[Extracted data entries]
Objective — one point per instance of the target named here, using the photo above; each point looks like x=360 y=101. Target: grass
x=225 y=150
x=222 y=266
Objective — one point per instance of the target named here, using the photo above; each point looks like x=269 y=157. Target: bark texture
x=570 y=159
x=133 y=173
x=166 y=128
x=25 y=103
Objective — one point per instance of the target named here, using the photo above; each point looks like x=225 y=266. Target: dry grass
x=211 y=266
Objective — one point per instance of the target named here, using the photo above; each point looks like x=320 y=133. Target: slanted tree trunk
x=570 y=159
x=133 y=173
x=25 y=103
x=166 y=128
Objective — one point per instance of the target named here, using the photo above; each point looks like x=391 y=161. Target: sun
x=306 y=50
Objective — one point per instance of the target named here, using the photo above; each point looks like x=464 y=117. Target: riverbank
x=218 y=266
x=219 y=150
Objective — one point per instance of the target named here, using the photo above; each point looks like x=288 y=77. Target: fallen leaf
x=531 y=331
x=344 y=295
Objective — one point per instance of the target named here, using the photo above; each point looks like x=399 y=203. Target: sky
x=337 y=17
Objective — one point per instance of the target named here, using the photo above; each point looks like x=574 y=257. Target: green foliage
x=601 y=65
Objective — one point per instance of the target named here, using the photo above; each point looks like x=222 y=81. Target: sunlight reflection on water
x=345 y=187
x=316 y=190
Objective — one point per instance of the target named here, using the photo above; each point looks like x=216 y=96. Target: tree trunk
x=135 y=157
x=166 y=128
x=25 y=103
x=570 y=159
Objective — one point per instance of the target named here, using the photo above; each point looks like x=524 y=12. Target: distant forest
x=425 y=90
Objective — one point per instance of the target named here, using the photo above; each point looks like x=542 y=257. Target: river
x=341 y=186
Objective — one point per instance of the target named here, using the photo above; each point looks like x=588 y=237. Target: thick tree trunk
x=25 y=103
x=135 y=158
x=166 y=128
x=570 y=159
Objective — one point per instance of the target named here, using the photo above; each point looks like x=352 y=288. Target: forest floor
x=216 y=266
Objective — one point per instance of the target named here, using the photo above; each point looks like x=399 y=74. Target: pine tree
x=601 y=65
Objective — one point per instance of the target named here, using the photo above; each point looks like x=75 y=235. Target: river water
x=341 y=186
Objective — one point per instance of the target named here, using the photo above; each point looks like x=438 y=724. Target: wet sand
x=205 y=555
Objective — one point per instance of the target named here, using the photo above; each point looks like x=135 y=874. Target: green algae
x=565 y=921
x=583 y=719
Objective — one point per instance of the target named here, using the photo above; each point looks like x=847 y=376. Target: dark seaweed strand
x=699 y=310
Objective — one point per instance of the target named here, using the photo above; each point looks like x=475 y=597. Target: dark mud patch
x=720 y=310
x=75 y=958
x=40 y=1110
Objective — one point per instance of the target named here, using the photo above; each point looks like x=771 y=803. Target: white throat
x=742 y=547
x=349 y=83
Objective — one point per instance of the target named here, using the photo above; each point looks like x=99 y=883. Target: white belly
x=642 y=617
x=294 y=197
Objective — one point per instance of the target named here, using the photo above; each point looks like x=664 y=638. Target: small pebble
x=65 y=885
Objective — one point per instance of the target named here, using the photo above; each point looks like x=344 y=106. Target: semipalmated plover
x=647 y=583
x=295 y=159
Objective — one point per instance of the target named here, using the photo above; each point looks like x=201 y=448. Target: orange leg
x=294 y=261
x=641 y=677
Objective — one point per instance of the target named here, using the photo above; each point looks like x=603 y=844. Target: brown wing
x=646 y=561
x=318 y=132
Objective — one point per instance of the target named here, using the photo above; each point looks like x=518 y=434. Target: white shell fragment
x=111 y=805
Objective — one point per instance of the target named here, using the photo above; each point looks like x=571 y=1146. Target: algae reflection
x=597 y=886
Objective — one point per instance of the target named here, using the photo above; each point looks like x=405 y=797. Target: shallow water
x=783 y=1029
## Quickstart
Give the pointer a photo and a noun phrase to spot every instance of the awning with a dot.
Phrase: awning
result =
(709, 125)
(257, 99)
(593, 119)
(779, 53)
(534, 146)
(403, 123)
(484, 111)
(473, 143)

§ **Problem statement**:
Copy the extracted data entries above line for line, with no changes.

§ **Result**:
Objective — one point per instance of the target named here, using the photo above; each point looks like x=360 y=101. Target: grass
x=225 y=150
x=222 y=266
Objective — one point per instance of the target named here, using the photo above; each point looks like x=269 y=157. Target: bark texture
x=570 y=159
x=133 y=173
x=166 y=128
x=25 y=103
Objective — one point per instance of the target named here, using the photo above; each point looks like x=225 y=266. Target: dry grass
x=211 y=266
Objective — one point per instance of the target named here, using the photo above; each point looks like x=320 y=133. Target: slanted tree trunk
x=570 y=159
x=133 y=173
x=25 y=103
x=166 y=128
Objective — one point per instance of the target named here, using the photo above; each point looks like x=391 y=161. Target: sun
x=306 y=50
Objective — one point per instance of the target named here, using the photo above; each point looks like x=464 y=117. Target: riverbank
x=218 y=266
x=219 y=150
Objective — one point per instance of the target named here, using the photo above; each point looks like x=288 y=77. Target: fallen leaf
x=531 y=331
x=344 y=295
Objective — one point per instance of the target named here, using the photo above; each point looks like x=399 y=203. Target: sky
x=337 y=17
Objective — one point per instance of the target named here, using the photo above; each point looks like x=574 y=257. Target: green foliage
x=601 y=65
Objective — one point per instance of the target named here, using the photo above; each point looks like x=222 y=81. Target: sunlight reflection on water
x=345 y=187
x=316 y=190
Objective — one point per instance of the target named here, using the photo above; each point looks like x=216 y=96. Target: tree trunk
x=135 y=157
x=166 y=128
x=25 y=103
x=570 y=159
Objective — one point per instance of the target named here, using the photo above; each point looks like x=524 y=12. Target: distant forest
x=425 y=90
Objective — one point per instance of the target named here, using the photo above; each point looks like x=542 y=257. Target: river
x=341 y=186
Objective — one point per instance of the target named here, using the photo above; each point looks like x=588 y=237. Target: thick tree trunk
x=25 y=103
x=135 y=158
x=166 y=128
x=570 y=159
Objective — one point per instance of the target named here, using the photo above; each point looks like x=352 y=288. Target: forest floor
x=216 y=266
Objective — one point per instance of the target named here, using the photo above; each point looks like x=399 y=74. Target: pine tree
x=601 y=65
Objective — one point per instance of the target named here, using the photo above; each point looks like x=75 y=235. Target: river water
x=341 y=186
Objective — one point per instance of the target named here, using the photo above; each point looks like x=438 y=724. Target: wet sand
x=205 y=555
Objective — one point per instance of the target named here, using the photo above; each point looks like x=135 y=874. Target: green algae
x=565 y=921
x=583 y=719
Objective — one point per instance of the target named here, using the photo above; each point looks like x=847 y=376. Target: dark seaweed strand
x=699 y=310
Objective — one point per instance of the target named here, using the photo above; each point looks like x=475 y=597. Target: dark mud patch
x=720 y=310
x=75 y=958
x=40 y=1110
Objective — one point per instance of the target named here, using the photo above; each point looks like x=771 y=803. Target: white throat
x=742 y=547
x=349 y=83
Objective — one point per instance of the target named here, using the photo above; each point looks like x=99 y=883. Target: white belly
x=642 y=617
x=294 y=197
Objective — one point per instance of the target named here, using the photo above; each point looks like x=664 y=638. Target: small pebble
x=65 y=885
Objective — one point per instance of the target named here, using the photo above; each point looks like x=344 y=106. Target: semipalmated plover
x=647 y=583
x=295 y=159
Objective — one point per instance of the target named here, using the photo above; each point looks like x=201 y=448. Target: orange leg
x=294 y=261
x=641 y=677
Objective — one point per instance of the target named here, using the photo above; each point looks like x=603 y=844. Target: brown wing
x=646 y=561
x=318 y=132
Objective — one point per instance of the target named here, using the photo above; each point looks like x=518 y=434. Target: white shell fragment
x=111 y=805
Objective — one point per instance of the target named here, using the photo above; each point looks like x=571 y=1146. Target: algae reflection
x=597 y=886
Objective — one point per instance of the target named here, using the photo above; each point looks like x=405 y=797. Target: shallow water
x=783 y=1029
## Quickstart
Give the pointer a photo and a noun phrase to spot every instance of the awning with a dot.
Phrase: awning
result =
(709, 125)
(257, 99)
(593, 119)
(779, 53)
(534, 146)
(403, 123)
(484, 111)
(473, 143)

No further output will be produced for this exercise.